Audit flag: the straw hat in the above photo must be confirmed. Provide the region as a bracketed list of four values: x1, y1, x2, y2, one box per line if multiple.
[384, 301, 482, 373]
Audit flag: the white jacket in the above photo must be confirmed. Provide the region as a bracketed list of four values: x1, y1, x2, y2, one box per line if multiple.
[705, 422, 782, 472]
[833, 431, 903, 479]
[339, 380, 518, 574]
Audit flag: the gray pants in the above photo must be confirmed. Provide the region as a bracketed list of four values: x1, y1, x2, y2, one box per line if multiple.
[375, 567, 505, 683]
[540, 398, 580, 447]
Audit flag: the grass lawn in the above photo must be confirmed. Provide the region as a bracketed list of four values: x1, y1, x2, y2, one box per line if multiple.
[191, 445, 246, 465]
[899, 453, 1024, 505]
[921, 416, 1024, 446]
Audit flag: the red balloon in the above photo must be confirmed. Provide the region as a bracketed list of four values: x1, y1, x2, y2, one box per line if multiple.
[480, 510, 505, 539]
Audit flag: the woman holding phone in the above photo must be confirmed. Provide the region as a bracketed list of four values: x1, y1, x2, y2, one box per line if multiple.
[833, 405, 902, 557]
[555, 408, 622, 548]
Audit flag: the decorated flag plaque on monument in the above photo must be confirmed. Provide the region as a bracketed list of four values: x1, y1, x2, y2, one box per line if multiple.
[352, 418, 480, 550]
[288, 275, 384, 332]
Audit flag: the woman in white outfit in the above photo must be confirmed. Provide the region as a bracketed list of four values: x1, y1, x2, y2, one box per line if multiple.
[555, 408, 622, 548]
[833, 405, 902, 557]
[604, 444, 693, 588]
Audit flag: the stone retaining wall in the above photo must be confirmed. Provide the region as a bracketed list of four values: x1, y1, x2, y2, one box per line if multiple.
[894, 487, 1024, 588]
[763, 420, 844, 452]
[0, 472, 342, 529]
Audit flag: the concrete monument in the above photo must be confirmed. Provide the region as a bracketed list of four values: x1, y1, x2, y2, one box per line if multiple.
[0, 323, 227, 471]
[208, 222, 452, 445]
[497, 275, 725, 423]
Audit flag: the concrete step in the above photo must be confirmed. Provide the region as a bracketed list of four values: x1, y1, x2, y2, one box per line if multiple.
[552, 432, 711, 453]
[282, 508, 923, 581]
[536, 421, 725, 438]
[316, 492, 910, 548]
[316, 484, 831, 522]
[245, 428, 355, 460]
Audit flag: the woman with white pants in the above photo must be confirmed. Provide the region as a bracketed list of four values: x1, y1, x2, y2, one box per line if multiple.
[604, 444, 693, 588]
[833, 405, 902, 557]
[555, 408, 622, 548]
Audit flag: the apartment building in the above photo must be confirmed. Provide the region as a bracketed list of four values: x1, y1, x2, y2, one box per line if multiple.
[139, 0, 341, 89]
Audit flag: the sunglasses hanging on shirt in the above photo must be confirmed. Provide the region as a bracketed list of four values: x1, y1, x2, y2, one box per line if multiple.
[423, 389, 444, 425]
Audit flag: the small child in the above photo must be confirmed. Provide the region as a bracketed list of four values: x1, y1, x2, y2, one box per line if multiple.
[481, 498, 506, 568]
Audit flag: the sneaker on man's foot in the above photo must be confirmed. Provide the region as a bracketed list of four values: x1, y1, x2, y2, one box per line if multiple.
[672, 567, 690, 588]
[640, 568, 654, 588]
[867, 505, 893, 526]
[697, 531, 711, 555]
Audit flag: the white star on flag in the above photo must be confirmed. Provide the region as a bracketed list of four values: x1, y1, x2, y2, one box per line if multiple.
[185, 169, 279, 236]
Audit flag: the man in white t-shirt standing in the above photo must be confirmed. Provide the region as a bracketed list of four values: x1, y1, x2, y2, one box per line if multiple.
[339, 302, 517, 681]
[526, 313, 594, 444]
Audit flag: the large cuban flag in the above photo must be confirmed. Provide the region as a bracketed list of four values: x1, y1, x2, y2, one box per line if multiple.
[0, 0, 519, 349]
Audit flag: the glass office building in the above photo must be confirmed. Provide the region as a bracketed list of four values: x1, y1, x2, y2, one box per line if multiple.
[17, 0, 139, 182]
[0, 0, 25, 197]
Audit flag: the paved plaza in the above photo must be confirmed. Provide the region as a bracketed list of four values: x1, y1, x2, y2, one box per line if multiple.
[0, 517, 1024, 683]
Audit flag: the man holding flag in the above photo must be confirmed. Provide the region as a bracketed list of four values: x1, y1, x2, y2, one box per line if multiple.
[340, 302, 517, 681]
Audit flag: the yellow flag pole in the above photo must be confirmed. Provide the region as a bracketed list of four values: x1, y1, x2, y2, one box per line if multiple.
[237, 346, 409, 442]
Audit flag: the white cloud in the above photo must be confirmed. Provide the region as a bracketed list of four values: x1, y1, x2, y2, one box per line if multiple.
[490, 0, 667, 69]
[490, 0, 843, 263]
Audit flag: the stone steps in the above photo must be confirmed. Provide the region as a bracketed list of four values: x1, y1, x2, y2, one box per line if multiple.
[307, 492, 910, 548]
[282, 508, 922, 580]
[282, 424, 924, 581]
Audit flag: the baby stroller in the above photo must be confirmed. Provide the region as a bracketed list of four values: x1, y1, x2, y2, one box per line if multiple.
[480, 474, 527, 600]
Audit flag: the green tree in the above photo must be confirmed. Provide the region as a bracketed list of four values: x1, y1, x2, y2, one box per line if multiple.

::::::

→ AIM
Can you rewrite all of the data above, replacing every "Audit flag" with "Review flag" and changing nothing else?

→ IN RESPONSE
Review flag: the straw hat in the above photo must be confirmed. Provide the region as a bracketed list of four values: x1, y1, x2, y2, one box per line if multiple.
[384, 301, 482, 373]
Review flag: the white jacket in the above photo must be confirmed. Provide the region as a bracketed list of four values: x1, y1, x2, y2, one box per line if multiple.
[705, 422, 782, 472]
[833, 431, 903, 479]
[339, 380, 518, 574]
Review flag: the gray pants in the above photo must be confirmed. Provide the region as a bracketed list of four values: x1, y1, x2, y2, one box per line if multiple.
[375, 567, 505, 683]
[540, 398, 580, 447]
Review flag: the grass lawn in the above photo must be confirmed. Provide the region as a bracketed list of four values: x1, y1, x2, y2, one box per line if multiple.
[191, 445, 246, 465]
[899, 453, 1024, 505]
[921, 416, 1024, 446]
Review flag: the red balloon in the above photo must be confirmed. Provide the region as a bracketed list of four values: x1, y1, x2, y2, one box per line if multiple.
[480, 510, 505, 539]
Review flag: the woman holding phone in the above photo must be confirmed. Provide the region as a bracketed list of four values: x1, y1, x2, y2, one box per line if multiple.
[833, 405, 902, 557]
[555, 408, 622, 548]
Review flag: the decorated flag plaque on monument in the above photo must be confirmed. Provide the region as a bracketed list of four values: x1, y1, x2, y2, one box per line if multiple.
[352, 418, 480, 550]
[288, 275, 384, 332]
Review flag: the woman in white outfit in the above photo must be confirmed. Provide the region as a bracketed list of four values: x1, y1, x2, y2, one box per line if multiple.
[555, 408, 622, 548]
[833, 405, 902, 557]
[604, 444, 693, 588]
Review flag: the stone retaining wall in the above photo must be confirmed. Provide the region as a bracketed list of four values: x1, y1, x2, y2, one box per line if multiple.
[894, 487, 1024, 588]
[763, 420, 844, 452]
[0, 472, 342, 529]
Review flag: the concrete monument in the above photo must be confirmed. Provide the region as a bracketed list of four values: x1, y1, x2, y2, one box per line if multiple.
[0, 323, 227, 471]
[208, 222, 452, 445]
[497, 275, 725, 423]
Review flag: the concrete step in the above photo must be confirmed. Provide the region as a bracketed list of four values: x1, y1, x2, y2, one box per line if multiple.
[552, 432, 711, 453]
[282, 508, 923, 581]
[536, 421, 725, 438]
[316, 492, 910, 548]
[316, 484, 831, 522]
[245, 428, 355, 460]
Review flag: the woman with white pants in the above photo must be confirmed. Provide the region as a bracketed list of four values: x1, y1, x2, y2, one box per line if multiple.
[604, 444, 693, 588]
[833, 405, 902, 557]
[555, 408, 622, 548]
Review flag: the apartment building in the above photo must be confirmed. Provide the region as a bracketed list of four values: x1, y1, x2, y2, one box per line if multiple.
[139, 0, 341, 89]
Review flag: the sunglasses hanging on shirt in the above photo must be confirmed. Provide the region as a bracketed list of four values: x1, y1, x2, y2, one box per line if multiple.
[423, 389, 444, 425]
Review flag: the small child in the above photo must be confirmed. Provide the region as a bracketed list of four values: x1, y1, x2, y2, one box per line if multiple.
[481, 498, 506, 568]
Review flag: the sneaker on man's foot in the above photo must be confirmed. Provide the region as a bracketed list of four values: x1, y1, x2, y2, one box per line if multiple.
[672, 567, 690, 588]
[640, 568, 654, 588]
[867, 505, 893, 526]
[697, 531, 711, 555]
Review flag: the white star on flag in the above photo must be confirmed. Provide the region as a bracketed list of four values: x1, y1, x2, y2, one box per line if multiple.
[185, 169, 279, 236]
Review flag: the man in white t-shirt standing in the above photo must be confirmed. Provide the region as a bracketed list of four values: x1, y1, x2, y2, one box per line if multiple.
[339, 302, 517, 681]
[526, 313, 594, 444]
Review flag: the large cuban flag in the above photo must be confirmed. Provide the region as a bracketed list of four values: x1, y1, x2, y2, one box per line if multiple.
[0, 0, 519, 349]
Review flag: the glass office building in the above photo must be confirmed. Provide the region as a bracketed list of four values: x1, y1, x2, y2, one box per line if multiple.
[17, 0, 139, 182]
[0, 0, 25, 197]
Review flag: the paved plaza in the above photo must be confirmed. Provide the region as a bracketed list of four values: x1, y1, x2, y2, one box per line if multiple.
[0, 517, 1024, 683]
Review flag: the man holding flag in the above photo must be confirmed. Provide the region as a bracketed list of four values: x1, y1, x2, y2, one box per line if multiple.
[340, 302, 517, 681]
Review flag: the yellow flag pole in the above photo must be confirmed. Provide the region as a bracketed list of four values: x1, y1, x2, y2, one box per line if multiple.
[237, 346, 409, 442]
Review flag: the white cloud in the above photo must be confirmed. Provide the region as a bracketed list of four values: x1, y1, x2, y2, one box per line if multiple.
[490, 0, 667, 69]
[490, 0, 843, 263]
Review flag: the stone steps in the above photo must be confirmed. Provide the region as a bracketed list of four values: x1, y1, x2, y2, one box per line if multiple.
[307, 492, 910, 548]
[282, 508, 922, 580]
[282, 424, 924, 581]
Review flag: the baby stroller in the above photo must be confirmed. Provide the region as a bracketed list of four values: x1, y1, x2, y2, one box per line if multiple.
[480, 474, 527, 600]
Review flag: the green tree in the above photo must be confirmed. Provide the region as a bracketed list of four values: x1, y1, x2, y2, one box per line if multiple.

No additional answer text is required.